**Goal of the exercise**
Pick out each line of the material below that contains the word "mask" and copy those lines.

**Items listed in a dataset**
_____

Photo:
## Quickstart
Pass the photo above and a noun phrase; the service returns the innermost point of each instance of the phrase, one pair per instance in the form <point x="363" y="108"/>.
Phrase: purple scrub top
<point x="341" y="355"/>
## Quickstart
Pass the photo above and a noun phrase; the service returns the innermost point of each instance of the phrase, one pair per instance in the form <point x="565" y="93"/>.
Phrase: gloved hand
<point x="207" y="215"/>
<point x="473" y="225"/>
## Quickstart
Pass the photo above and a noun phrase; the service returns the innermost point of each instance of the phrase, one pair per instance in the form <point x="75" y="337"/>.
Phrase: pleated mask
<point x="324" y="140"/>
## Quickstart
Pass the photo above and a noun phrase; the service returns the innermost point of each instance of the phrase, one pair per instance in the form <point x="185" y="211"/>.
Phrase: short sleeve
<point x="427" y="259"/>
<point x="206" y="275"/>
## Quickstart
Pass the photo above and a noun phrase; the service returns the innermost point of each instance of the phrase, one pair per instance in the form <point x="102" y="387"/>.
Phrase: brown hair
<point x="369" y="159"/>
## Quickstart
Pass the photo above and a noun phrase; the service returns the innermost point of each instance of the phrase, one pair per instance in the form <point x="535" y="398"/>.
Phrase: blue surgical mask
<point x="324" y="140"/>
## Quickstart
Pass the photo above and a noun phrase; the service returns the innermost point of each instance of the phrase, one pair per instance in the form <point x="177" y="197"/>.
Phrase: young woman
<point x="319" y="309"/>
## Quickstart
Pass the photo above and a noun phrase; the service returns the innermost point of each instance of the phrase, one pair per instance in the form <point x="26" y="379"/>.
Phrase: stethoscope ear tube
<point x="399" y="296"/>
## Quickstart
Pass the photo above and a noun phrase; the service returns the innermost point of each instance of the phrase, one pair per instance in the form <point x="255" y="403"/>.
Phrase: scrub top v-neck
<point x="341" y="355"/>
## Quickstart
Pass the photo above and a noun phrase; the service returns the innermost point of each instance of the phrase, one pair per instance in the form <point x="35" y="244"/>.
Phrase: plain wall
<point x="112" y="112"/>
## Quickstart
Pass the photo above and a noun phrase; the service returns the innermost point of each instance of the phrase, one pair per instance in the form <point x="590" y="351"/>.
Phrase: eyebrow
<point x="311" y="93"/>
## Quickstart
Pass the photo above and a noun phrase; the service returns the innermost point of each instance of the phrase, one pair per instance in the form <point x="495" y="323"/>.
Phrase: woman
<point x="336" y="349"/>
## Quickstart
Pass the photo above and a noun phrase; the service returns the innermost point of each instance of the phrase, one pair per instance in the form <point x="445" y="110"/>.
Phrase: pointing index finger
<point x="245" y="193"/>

_____

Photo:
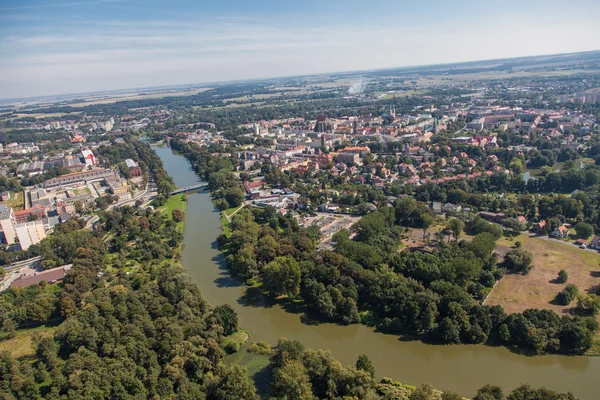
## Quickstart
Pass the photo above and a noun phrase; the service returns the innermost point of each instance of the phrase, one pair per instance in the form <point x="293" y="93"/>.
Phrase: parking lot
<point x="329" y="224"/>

_____

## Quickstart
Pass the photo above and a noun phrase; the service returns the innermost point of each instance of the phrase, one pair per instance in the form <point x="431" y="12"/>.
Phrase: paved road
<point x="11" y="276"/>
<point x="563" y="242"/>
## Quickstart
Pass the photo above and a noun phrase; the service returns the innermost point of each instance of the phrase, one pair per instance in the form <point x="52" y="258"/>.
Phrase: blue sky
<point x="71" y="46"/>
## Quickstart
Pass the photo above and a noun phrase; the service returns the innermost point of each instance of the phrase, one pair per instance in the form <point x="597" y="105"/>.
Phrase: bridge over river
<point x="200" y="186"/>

_____

**Completed exercise**
Phrase: pleated mask
Phrase: blue surgical mask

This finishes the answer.